[Saved entries]
※

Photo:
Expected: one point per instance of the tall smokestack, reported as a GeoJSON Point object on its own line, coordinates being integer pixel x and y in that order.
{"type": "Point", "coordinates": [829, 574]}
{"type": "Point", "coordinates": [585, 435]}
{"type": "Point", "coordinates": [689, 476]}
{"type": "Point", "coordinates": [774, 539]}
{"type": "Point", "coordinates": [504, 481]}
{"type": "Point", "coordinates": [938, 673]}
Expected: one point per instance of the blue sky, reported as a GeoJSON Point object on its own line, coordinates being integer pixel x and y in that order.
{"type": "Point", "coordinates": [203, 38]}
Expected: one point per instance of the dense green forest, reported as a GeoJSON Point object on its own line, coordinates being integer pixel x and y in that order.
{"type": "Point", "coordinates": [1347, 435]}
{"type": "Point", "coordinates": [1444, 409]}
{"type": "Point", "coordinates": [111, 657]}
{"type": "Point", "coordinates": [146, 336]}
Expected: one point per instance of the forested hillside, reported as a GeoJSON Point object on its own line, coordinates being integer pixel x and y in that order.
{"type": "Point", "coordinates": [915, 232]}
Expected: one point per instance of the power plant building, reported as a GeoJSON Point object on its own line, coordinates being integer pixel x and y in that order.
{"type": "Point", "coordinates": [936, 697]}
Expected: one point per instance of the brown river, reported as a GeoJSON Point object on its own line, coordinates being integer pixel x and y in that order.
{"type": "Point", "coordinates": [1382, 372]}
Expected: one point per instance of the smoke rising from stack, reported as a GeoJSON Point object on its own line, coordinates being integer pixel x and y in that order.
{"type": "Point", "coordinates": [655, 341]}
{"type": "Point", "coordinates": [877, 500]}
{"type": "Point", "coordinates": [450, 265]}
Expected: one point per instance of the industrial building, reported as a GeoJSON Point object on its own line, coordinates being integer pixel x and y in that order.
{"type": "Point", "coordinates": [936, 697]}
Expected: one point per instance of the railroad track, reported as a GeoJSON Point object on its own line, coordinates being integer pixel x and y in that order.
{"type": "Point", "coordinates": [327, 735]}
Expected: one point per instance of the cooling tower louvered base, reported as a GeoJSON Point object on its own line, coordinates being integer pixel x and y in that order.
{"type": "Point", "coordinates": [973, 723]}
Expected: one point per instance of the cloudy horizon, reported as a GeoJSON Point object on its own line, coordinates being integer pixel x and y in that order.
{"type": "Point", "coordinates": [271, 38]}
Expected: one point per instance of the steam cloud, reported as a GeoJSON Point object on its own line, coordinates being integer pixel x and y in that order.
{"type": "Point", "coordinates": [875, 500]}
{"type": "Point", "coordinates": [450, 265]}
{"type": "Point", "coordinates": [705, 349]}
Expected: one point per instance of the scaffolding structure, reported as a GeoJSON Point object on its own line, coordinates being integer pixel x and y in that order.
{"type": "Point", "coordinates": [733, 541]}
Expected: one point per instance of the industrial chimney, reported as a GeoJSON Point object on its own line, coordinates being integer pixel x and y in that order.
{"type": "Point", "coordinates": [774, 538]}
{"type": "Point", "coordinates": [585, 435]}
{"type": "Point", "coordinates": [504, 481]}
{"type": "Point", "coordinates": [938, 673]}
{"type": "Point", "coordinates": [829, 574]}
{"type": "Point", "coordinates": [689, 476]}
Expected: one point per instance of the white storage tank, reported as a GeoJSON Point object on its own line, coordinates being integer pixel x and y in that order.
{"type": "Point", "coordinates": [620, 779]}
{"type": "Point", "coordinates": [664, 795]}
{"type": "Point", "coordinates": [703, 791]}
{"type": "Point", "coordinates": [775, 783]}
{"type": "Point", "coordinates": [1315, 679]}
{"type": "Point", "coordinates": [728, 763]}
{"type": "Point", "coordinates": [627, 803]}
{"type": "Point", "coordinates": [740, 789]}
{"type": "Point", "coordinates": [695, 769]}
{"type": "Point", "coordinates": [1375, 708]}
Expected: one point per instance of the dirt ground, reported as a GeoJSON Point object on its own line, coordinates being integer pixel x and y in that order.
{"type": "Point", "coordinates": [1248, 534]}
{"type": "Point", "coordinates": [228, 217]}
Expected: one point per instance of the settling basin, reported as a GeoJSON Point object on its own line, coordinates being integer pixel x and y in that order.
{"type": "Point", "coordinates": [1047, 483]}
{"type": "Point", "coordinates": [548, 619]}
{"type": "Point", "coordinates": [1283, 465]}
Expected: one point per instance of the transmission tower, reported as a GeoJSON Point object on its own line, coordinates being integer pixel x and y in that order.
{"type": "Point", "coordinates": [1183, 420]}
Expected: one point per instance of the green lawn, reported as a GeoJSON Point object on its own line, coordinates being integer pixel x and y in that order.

※

Give back all of the data exactly, with every line intact.

> **Result of the task**
Photo:
Expected: one point per instance of the tall smokestack, reported as a GeoJSON Point object on its own line, coordinates being integer pixel x and y in that order.
{"type": "Point", "coordinates": [829, 574]}
{"type": "Point", "coordinates": [585, 435]}
{"type": "Point", "coordinates": [689, 476]}
{"type": "Point", "coordinates": [774, 539]}
{"type": "Point", "coordinates": [504, 481]}
{"type": "Point", "coordinates": [938, 673]}
Expected: one point per instance of the blue sky, reported as a GeoJSON Point object on its own line, coordinates being integer pixel x and y in that order.
{"type": "Point", "coordinates": [203, 38]}
Expected: one point per instance of the dense green forest, reported as a GeoJSON Point object on its own line, coordinates being integer pixel x and y in that order.
{"type": "Point", "coordinates": [1347, 435]}
{"type": "Point", "coordinates": [1444, 409]}
{"type": "Point", "coordinates": [111, 657]}
{"type": "Point", "coordinates": [146, 336]}
Expected: one point per instance of the forested hillside, reported as a GeoJSON Point object on its own line, coordinates being integer pixel x and y in that order.
{"type": "Point", "coordinates": [915, 232]}
Expected: one point per instance of the power plant building, reported as a GeoJSON Point object on its own line, coordinates being integer pixel x and y in that order.
{"type": "Point", "coordinates": [936, 697]}
Expected: one point per instance of the brown river, reported as a GeoJSON Point object on its own line, coordinates being integer pixel x and y in that order.
{"type": "Point", "coordinates": [1382, 372]}
Expected: one point per instance of the smoke rising from stack, reported as a GeoJSON Point object on its own line, coordinates being integer pixel x and y in that order.
{"type": "Point", "coordinates": [655, 341]}
{"type": "Point", "coordinates": [877, 500]}
{"type": "Point", "coordinates": [450, 265]}
Expected: one point per instance of the industrial building, reported as a GeoJSON Point object on its own line, coordinates being integer pixel x and y in that order.
{"type": "Point", "coordinates": [936, 697]}
Expected: one point per instance of the railroad track, reported as a GeoJSON Point object on its own line, coordinates being integer pixel x and y in that order.
{"type": "Point", "coordinates": [327, 735]}
Expected: one point per instance of the cooling tower louvered base, reported as a GeoJSON Point object on its own line, coordinates being integer pixel x and y in that order.
{"type": "Point", "coordinates": [973, 723]}
Expected: one point per instance of the cloudy horizon, reported as a GeoJSON Point object on its own line, coordinates being integer pixel x and y in that order.
{"type": "Point", "coordinates": [271, 38]}
Expected: one point per instance of the steam cloud, reported as a GeoJSON Point object on its own line, coordinates being integer pixel x and y in that order.
{"type": "Point", "coordinates": [875, 500]}
{"type": "Point", "coordinates": [450, 265]}
{"type": "Point", "coordinates": [705, 349]}
Expected: one point per instance of the scaffolding structure, reported as a GeoJSON Point object on its own line, coordinates being integer pixel x and y in that order.
{"type": "Point", "coordinates": [733, 541]}
Expected: one point per instance of the industrial chimney, reported as a GeoJSON Point object on its own line, coordinates being integer pixel x and y in that order.
{"type": "Point", "coordinates": [774, 538]}
{"type": "Point", "coordinates": [585, 435]}
{"type": "Point", "coordinates": [504, 481]}
{"type": "Point", "coordinates": [938, 673]}
{"type": "Point", "coordinates": [829, 574]}
{"type": "Point", "coordinates": [689, 476]}
Expected: one point per instance of the white storage tank, reported as a GeoJSON Point object on its own line, coordinates being integer pixel x and y in that order.
{"type": "Point", "coordinates": [620, 779]}
{"type": "Point", "coordinates": [664, 795]}
{"type": "Point", "coordinates": [703, 791]}
{"type": "Point", "coordinates": [775, 783]}
{"type": "Point", "coordinates": [1315, 679]}
{"type": "Point", "coordinates": [728, 763]}
{"type": "Point", "coordinates": [627, 803]}
{"type": "Point", "coordinates": [740, 789]}
{"type": "Point", "coordinates": [695, 769]}
{"type": "Point", "coordinates": [1375, 708]}
Expected: one point per instance of the dirt ground, reported as a GeoJSON Point object on its own line, coordinates being integer pixel x and y in that order.
{"type": "Point", "coordinates": [1248, 534]}
{"type": "Point", "coordinates": [228, 217]}
Expected: one point per instance of the settling basin, reported as a GeoJSON Point object on its own line, coordinates being integer pixel x and y in that order.
{"type": "Point", "coordinates": [1047, 483]}
{"type": "Point", "coordinates": [548, 619]}
{"type": "Point", "coordinates": [1283, 465]}
Expected: one point per instance of the transmission tower, reported as a GeoJSON Point object on its own line, coordinates being integer pixel x and y in that order.
{"type": "Point", "coordinates": [1183, 420]}
Expected: one point per instance of the green lawn, reported as a GeoJSON Point object on its own line, coordinates being integer pixel x and y in that order.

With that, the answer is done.